*Work instructions*
Wherever an image appears in the entries, drop it and reproduce everything else exactly.

*Material supplied*
━━━━━━━━━━━━━━━━━━━━
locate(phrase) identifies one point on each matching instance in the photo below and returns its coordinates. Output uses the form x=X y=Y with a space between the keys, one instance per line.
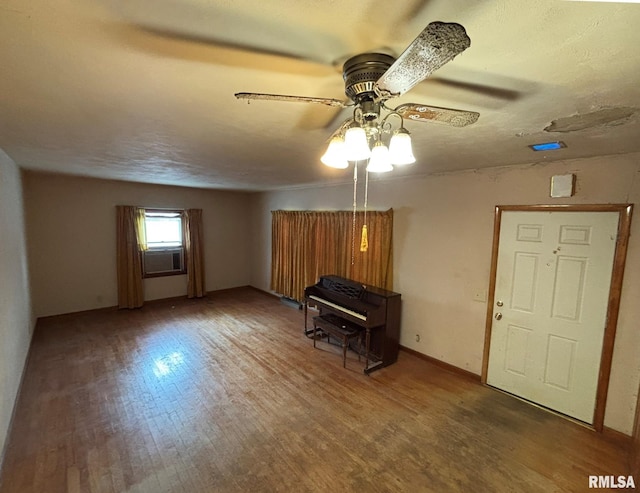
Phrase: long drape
x=129 y=262
x=309 y=244
x=194 y=246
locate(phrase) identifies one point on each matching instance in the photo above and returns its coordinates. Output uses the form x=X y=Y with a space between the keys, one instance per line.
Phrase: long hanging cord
x=355 y=204
x=364 y=240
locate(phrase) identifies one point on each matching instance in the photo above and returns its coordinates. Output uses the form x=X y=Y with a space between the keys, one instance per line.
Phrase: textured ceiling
x=143 y=90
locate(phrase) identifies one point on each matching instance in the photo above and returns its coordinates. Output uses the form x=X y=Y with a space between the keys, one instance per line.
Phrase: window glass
x=163 y=230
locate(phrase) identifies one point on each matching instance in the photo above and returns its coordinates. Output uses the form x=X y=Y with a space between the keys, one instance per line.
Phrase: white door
x=550 y=307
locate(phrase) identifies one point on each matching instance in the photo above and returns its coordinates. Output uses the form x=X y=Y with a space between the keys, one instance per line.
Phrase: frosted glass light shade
x=334 y=157
x=400 y=151
x=379 y=161
x=357 y=144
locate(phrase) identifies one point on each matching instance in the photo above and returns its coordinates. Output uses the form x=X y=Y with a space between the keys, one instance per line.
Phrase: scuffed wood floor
x=226 y=394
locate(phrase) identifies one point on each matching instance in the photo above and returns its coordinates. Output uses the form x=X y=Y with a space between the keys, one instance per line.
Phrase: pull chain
x=355 y=204
x=364 y=240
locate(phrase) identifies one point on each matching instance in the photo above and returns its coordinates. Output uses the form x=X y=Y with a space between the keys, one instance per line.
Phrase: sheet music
x=338 y=307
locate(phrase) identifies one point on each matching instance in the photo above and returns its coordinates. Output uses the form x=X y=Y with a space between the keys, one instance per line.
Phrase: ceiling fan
x=371 y=79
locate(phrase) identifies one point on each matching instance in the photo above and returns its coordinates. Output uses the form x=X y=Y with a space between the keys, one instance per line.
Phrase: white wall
x=71 y=230
x=16 y=321
x=443 y=226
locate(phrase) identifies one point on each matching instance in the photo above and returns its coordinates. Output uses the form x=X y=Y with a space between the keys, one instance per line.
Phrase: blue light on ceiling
x=548 y=146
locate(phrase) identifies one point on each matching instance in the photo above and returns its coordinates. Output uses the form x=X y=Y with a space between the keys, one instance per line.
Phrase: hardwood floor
x=226 y=394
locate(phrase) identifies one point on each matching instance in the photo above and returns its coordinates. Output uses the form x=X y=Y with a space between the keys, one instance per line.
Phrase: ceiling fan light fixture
x=379 y=161
x=334 y=157
x=356 y=144
x=400 y=149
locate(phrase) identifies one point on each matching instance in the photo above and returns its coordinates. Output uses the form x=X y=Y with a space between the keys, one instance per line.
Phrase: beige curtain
x=194 y=249
x=129 y=261
x=309 y=244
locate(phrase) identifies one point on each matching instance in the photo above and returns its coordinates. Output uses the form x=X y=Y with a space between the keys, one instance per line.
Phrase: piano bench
x=333 y=325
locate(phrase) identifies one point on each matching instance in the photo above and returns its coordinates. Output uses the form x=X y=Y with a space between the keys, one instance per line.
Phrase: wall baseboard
x=15 y=403
x=446 y=366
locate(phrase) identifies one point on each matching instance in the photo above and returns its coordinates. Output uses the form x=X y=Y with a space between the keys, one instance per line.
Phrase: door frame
x=624 y=226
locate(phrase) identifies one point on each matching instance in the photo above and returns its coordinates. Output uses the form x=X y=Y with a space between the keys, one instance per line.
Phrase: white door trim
x=624 y=224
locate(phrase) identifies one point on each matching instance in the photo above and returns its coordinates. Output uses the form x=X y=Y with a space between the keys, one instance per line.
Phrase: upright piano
x=375 y=310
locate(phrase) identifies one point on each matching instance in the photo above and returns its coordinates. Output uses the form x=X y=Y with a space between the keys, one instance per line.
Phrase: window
x=164 y=232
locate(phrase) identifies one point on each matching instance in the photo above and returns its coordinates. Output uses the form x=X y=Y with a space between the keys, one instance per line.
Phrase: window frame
x=181 y=247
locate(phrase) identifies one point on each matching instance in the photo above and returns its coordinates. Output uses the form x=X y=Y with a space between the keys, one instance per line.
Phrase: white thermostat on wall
x=563 y=185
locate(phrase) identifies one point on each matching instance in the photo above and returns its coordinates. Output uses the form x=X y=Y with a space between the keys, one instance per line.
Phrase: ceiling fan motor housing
x=361 y=72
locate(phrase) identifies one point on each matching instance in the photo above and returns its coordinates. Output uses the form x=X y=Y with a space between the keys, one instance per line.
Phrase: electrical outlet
x=480 y=295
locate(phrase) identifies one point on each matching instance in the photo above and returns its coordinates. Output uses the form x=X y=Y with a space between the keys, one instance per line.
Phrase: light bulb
x=400 y=151
x=357 y=144
x=379 y=161
x=334 y=157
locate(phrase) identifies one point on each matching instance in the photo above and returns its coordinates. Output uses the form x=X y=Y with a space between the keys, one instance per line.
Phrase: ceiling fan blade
x=436 y=45
x=293 y=99
x=446 y=116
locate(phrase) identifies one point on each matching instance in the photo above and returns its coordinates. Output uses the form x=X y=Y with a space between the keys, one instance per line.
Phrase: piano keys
x=374 y=309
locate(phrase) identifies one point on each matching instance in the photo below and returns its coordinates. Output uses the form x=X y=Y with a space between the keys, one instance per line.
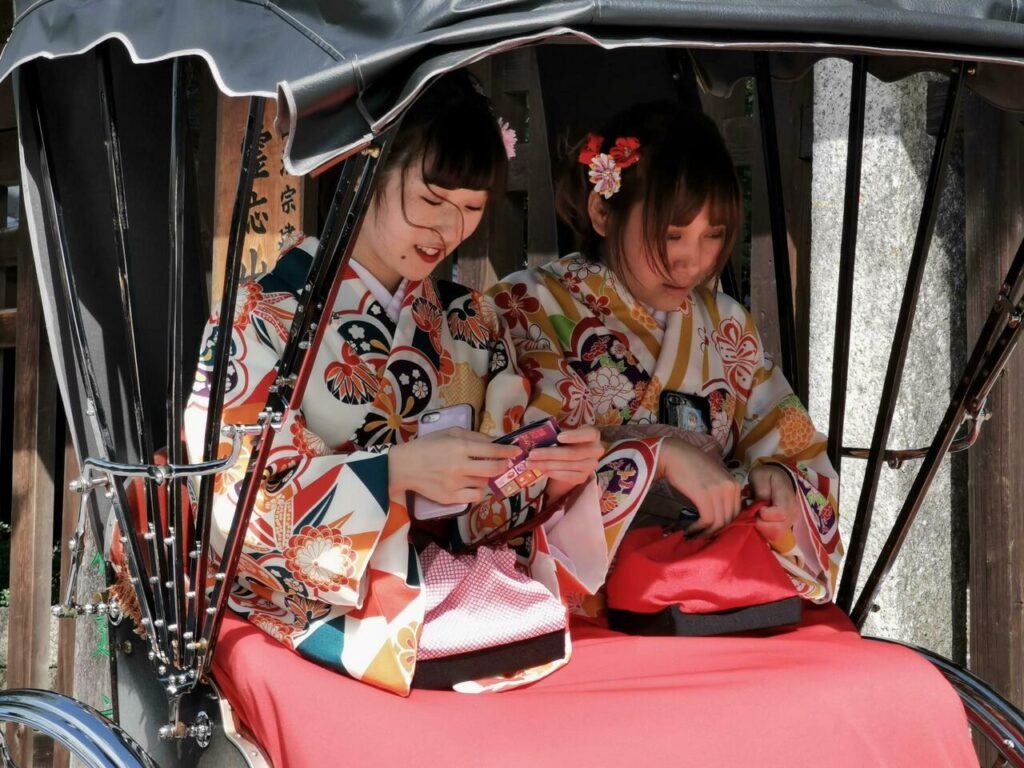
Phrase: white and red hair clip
x=606 y=168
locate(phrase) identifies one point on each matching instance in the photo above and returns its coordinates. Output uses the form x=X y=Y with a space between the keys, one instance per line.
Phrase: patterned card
x=516 y=477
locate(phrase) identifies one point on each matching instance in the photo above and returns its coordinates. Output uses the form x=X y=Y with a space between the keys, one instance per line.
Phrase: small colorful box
━━━━━━━━━━━━━━━━━━━━
*Written solution*
locate(phrase) identifies one point on each matching instance in the photo below and returns its coordinates. Output uses the form x=X y=Y with a space between the keys, one instance per line.
Phrase: long drape
x=129 y=262
x=309 y=244
x=194 y=246
locate(phrase) identifies one point on each matching instance in the photo above and returns its coordinates. Output uses the form x=X y=Y with a space between the keys, one instance per line.
Phrase: long hanging cord
x=355 y=204
x=364 y=240
locate(phrase) identifies one point on each matching instance in the photo above and returns its coordinates. Output uses the form x=X y=Y with a space between the keys, one instance per line.
Phrase: textured ceiling
x=143 y=90
locate(phrase) identifies one point on each matching instance in the photo above and returns its coordinates. Output uses the form x=X y=Y with a space between the keys, one instance per line.
Phrase: window glass
x=163 y=230
locate(phrase) identifies one point on each matching instance in the photo above and returns its coordinates. Output uses the form x=X y=Y with a space between the keys, one instance per line.
Phrase: white door
x=550 y=307
locate(phrase) identifies one point on each matching instance in the photo above and returns its coordinates. Output uses the form x=X y=Y with a space between the keys, one instance per line.
Phrase: frosted glass light shade
x=334 y=157
x=400 y=151
x=379 y=161
x=357 y=144
locate(phrase) identifies one point on each matching instance in the photo above and returns its coordinates. Output uses the form x=X y=Y with a space between the keys, one instance per line.
Phrase: scuffed wood floor
x=226 y=394
locate(phrase) identifies one point on each matching instance in the photo above and returns its coordinates. Output uses the form x=X y=Y with a space between the keys, one instance per line.
Phrase: pull chain
x=355 y=204
x=364 y=240
locate(phrase) identifies one point on each matching instance in the photo above and returns its coordinates. Output uses the form x=X y=Y with a space between the keys, one instance per line.
Phrase: sheet music
x=338 y=307
locate(phrase) identifies one point on each matching instance in the photo above and returns its coordinates. Output uses the form x=X y=Y with a space between the keys, one instance per line.
Phrase: ceiling fan
x=371 y=79
locate(phrase) identifies one point on each matching instance in the photo above and returns its coordinates. Output uses the form x=X y=Y with a space between the keys, one instance per line.
Phrase: white wall
x=71 y=230
x=16 y=321
x=443 y=226
locate(phrase) identifies one point on each matching instance in the photo above and returns its coordinates. Output uses the form x=X y=Y with a space between the keys, one instance per line.
Phrase: blue light on ceiling
x=548 y=146
locate(phrase) identifies one point on each matching instance in the photo above and returns its coordinates. Output uses the form x=X y=Y with a space between the keys, one instance per line.
Phrase: hardwood floor
x=226 y=394
locate(phrase) identifies one point on each matching instance in the photo above and returns its coordinates. Output uses the form x=X y=Y with a space between the keys, one instance per line.
Phrase: ceiling fan light fixture
x=379 y=161
x=334 y=157
x=356 y=144
x=400 y=149
locate(phrase) identifies one point on each matching instance in the photo above and returns its coordinates. Output uses the form x=X y=Y with a space between the keys, one instance per line.
Phrase: beige curtain
x=194 y=249
x=129 y=261
x=309 y=244
locate(phrase) identifies one point on each matching instance in the photo above and returns its coordinates. Output uses the form x=X y=Y with a space between the keys, one instance per line.
Phrase: piano bench
x=333 y=325
locate(phrase) identifies one point on each matching instance in the photo above and returns its coordinates. Output uses the form x=X y=Y with a space between the keys, one instance per line.
Phrase: wall baseboard
x=15 y=403
x=446 y=366
locate(phrase) identifies one point on each matching instance in the photo above and returns its coordinates. Output uses the form x=X y=Y with a space between the keys, one instance per line.
Phrase: door frame
x=624 y=226
locate(phrase) identifies one point on each matching instance in the photo above and returns its coordinates. Output uses the form x=X y=Y with a space between the keys, one instance per line.
Phrase: white door trim
x=624 y=224
locate(phrase) identifies one point on each matching instance in the photo above and returns its coordinates. Output uses the form x=X y=Y with a space between the keys, one instance per line.
Phrase: upright piano
x=375 y=310
locate(phrase) identifies one point on each matching instance in the photo above and returns its coordinates. Output uses the form x=X y=Y with a space between the keys, one instance per line.
Phrase: window
x=164 y=232
locate(phrase) identifies one point on each matching instance in the photo above and returns its coordinates. Output uses the form x=X y=Y with a space between the keys, one instance per line.
Phrase: window frame
x=181 y=247
locate(phrase) identifies one point on each matching instance in the photo above and returns its coordinates. Output uses the form x=X y=Y with a space between the keys, one instance per line.
Phrase: white thermostat on wall
x=563 y=185
locate(phrase) identifies one point on each matching instance in the photo above and returns its coordinates. Output uses the form x=X y=Y with a space between the keys, one instance per line.
Phrase: ceiling fan motor housing
x=361 y=72
locate(phrase) identifies one point on each matching instance in the photo above and returns its coordinates. Output uses the form x=X y=Y with a space between the keys, one instance per line.
Phrase: electrical outlet
x=480 y=295
locate(phrase) identifies one point on each matching instance in the photo above and returns its coordinates. Output uses the form x=X y=Y with a space between the keys, one instance per line.
Phrase: light bulb
x=400 y=151
x=357 y=144
x=379 y=161
x=334 y=157
locate(phrase) identifies one point on each matching instance in the photo above and returns its coordinates. Output uses the form x=X y=Y with a space between the keys, one instance per line.
Phrase: ceiling fan blade
x=436 y=45
x=293 y=99
x=446 y=116
locate(phrase) identifies one point on each matching instance in the photo above and returns its coordinates. Output uses the form x=X y=Y with a space between the keys, one instance per line.
Phrase: piano keys
x=374 y=309
locate(phrase) identifies one point on each matching instance in the photo below and returns its coordinates. Output uses the form x=X y=Y with a space between the keys, one instance per line.
Phrase: white and red hair clip
x=606 y=168
locate(phrase) identifies one point on each matching instance in the photo above and returns its coordinates. Output uses the form x=X y=Y with a space between the keys, one instance per line.
Phrase: patterned card
x=516 y=477
locate(phrase) identifies one point on each matching instance in the photo above and returns its coordinates. Output uses the form x=X y=Y with a space between the keys, one instance per line.
Phrase: small colorful box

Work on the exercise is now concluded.